[Task objective] Locate every line in the entries below that contains the string "slot", and copy each of those lines in full.

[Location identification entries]
● ● ●
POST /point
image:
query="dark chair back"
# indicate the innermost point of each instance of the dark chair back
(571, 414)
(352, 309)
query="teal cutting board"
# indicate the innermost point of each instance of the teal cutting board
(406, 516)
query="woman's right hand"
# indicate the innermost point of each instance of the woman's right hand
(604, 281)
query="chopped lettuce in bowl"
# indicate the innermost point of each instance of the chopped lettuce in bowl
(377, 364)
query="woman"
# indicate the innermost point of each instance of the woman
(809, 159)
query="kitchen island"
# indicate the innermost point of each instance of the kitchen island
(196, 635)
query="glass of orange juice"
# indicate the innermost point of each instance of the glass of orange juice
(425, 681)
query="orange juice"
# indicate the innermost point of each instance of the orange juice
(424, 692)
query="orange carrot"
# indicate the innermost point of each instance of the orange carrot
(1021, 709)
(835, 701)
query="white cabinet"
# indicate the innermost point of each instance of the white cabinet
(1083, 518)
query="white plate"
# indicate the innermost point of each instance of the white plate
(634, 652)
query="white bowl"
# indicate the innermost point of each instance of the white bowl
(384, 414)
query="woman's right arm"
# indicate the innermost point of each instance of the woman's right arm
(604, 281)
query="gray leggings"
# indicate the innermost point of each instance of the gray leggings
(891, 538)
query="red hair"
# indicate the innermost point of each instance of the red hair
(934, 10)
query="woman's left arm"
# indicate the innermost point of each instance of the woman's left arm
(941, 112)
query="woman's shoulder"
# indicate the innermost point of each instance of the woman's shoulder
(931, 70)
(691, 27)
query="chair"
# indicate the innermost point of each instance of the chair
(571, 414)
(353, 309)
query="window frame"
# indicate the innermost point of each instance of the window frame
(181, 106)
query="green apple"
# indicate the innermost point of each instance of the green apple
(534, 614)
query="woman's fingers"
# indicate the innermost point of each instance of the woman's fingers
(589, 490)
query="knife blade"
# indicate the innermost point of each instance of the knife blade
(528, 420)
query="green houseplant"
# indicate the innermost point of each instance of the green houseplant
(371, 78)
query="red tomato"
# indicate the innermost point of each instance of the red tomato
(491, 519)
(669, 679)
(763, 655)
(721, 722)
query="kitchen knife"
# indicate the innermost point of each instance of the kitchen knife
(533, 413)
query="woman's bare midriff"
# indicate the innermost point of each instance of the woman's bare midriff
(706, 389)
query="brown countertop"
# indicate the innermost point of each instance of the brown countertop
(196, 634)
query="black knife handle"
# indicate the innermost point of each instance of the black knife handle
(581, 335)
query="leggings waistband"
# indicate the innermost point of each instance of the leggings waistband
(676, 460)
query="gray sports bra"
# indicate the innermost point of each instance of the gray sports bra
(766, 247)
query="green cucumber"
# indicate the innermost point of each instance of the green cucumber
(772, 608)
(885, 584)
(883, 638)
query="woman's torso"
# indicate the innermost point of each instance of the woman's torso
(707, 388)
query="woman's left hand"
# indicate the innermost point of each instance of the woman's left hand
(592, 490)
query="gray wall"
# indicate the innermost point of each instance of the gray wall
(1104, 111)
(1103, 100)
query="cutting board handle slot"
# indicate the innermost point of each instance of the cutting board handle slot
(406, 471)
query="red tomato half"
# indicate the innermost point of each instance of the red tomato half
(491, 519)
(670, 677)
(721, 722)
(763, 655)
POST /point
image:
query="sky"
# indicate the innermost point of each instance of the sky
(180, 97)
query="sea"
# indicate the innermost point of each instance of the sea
● ● ●
[Complete response]
query="cutting board handle slot"
# indicate the innermost point of each instance of the cutting board handle slot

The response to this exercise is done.